- [EXTRACT]
________________________

NSW will be taking a multi-pronged approach to combatting a highly infectious UK variant of COVID-19, which has forced England into lockdown.
Chief Health Officer Kerry Chant said there was no single solution for travellers entering Australia after the strain was detected in returned travellers.
The British variant is believed to be up to 70 per cent more infectious than the original.
British Prime Minister Boris Johnson has ordered England into a new national lockdown until at least mid-February.
Australia has so far identified five cases of this particular strain in arrivals from the UK, including two in NSW, two in Victoria and one in South Australia.
Ms Chant on Tuesday said there was “no one silver bullet” to keep the community safe from variant viruses which are moving across the world.
“Just because you’re tested a couple of days before you get on the plane, you can develop the infection on the plane, you can develop as you’re getting off the plane, or the next day,” she said.
“It is about that universal approach, making sure we treat anyone with COVID as highly infectious and making sure we go through all of the end to end chains to ensure that we don’t have any incursion events in our community.”
Acting Premier John Barilaro said measures would always be put in place to protect Australians.
“We’re learning, like any other nation, there’s no playbook or rule book that shows you how to manage a global pandemic at the scale we’ve seen,” he said on Tuesday.
Ms Chant said she had been in contact with other countries to assess how variants are affecting immune-compromised patients.
“Clearly, there’s concerns of this emergence of strains, not just from the UK, but in other parts of the world, that may be associated with increased transmissibility,” she said.
“Recognising the rate of disease internationally is increasing, so the threat level is never higher than at the current time,” Ms Chant said.
Another international strain – a South African variant – was detected in a woman who arrived in Queensland on December 22 who went straight into hotel quarantine.
More than 30 countries around the world have recorded cases of the South African or UK coronavirus variants, including the US, Lebanon, Singapore, Pakistan, India, South Korea, Japan, France, Germany and Italy.
The World Health Organisation is yet to determine whether the new variants could undermine COVID-19 vaccines being rolled out around the world.

________________________

- [DATASET EXCERPTS]
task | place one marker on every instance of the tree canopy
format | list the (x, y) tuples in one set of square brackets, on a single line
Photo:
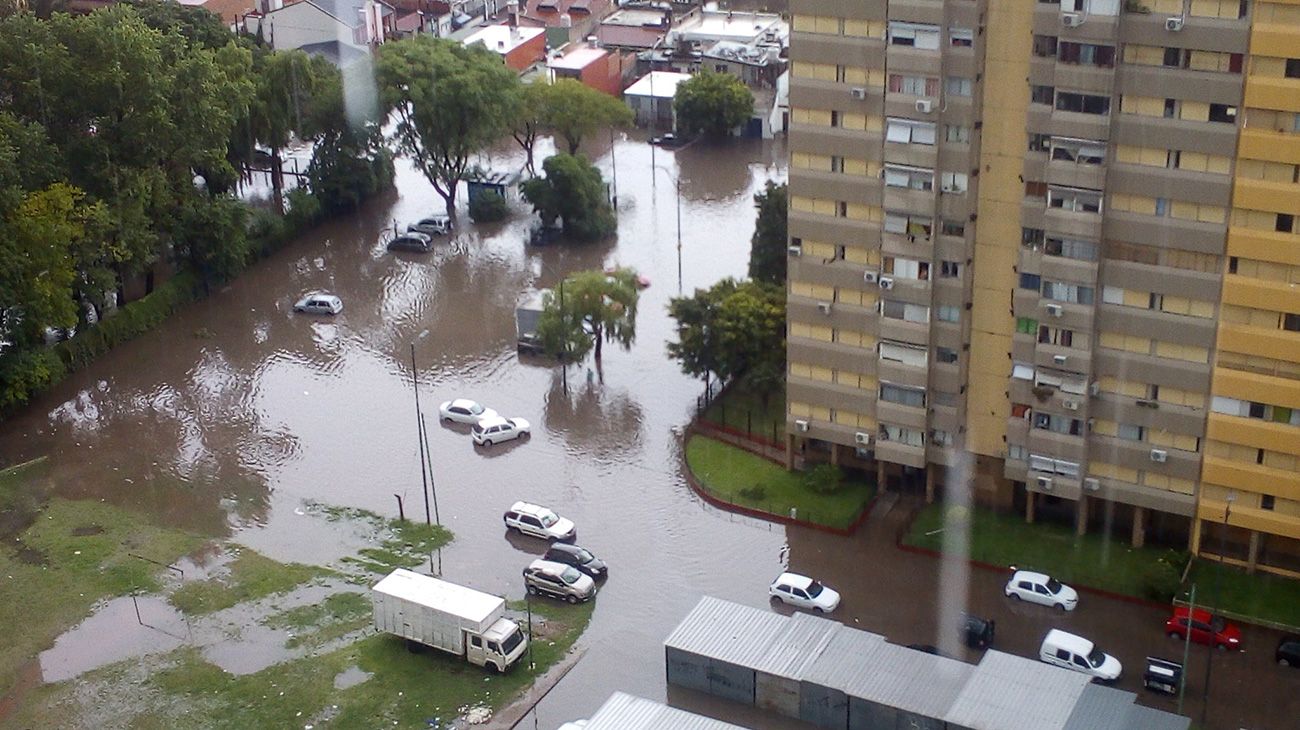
[(572, 192), (732, 330), (767, 248), (711, 104), (588, 309), (450, 101)]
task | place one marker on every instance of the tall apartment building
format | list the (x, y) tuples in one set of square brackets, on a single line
[(1053, 247)]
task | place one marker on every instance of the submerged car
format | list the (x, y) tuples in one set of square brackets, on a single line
[(804, 592), (319, 304)]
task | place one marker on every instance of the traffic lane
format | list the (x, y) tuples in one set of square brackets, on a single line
[(898, 594)]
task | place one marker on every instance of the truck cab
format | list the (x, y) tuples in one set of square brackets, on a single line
[(498, 647)]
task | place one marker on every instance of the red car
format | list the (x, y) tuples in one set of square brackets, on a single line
[(1205, 629)]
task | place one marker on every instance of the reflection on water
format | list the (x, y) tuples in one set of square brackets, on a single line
[(235, 413)]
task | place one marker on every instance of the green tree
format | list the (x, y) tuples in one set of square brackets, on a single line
[(450, 103), (575, 111), (711, 104), (590, 308), (573, 192), (767, 248), (732, 330)]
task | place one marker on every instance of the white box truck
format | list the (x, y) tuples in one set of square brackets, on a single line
[(449, 617)]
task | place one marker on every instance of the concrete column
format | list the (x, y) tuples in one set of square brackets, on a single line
[(1139, 526), (1253, 557)]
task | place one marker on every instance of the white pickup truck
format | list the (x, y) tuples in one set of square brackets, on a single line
[(449, 617)]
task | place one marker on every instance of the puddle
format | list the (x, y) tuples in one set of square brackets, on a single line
[(351, 677)]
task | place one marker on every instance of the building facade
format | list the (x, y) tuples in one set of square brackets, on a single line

________________________

Copy everything in the article on the COVID-19 variants, from "Another international strain" down to "around the world.", word for word.

- [WRITTEN SOLUTION]
Another international strain – a South African variant – was detected in a woman who arrived in Queensland on December 22 who went straight into hotel quarantine.
More than 30 countries around the world have recorded cases of the South African or UK coronavirus variants, including the US, Lebanon, Singapore, Pakistan, India, South Korea, Japan, France, Germany and Italy.
The World Health Organisation is yet to determine whether the new variants could undermine COVID-19 vaccines being rolled out around the world.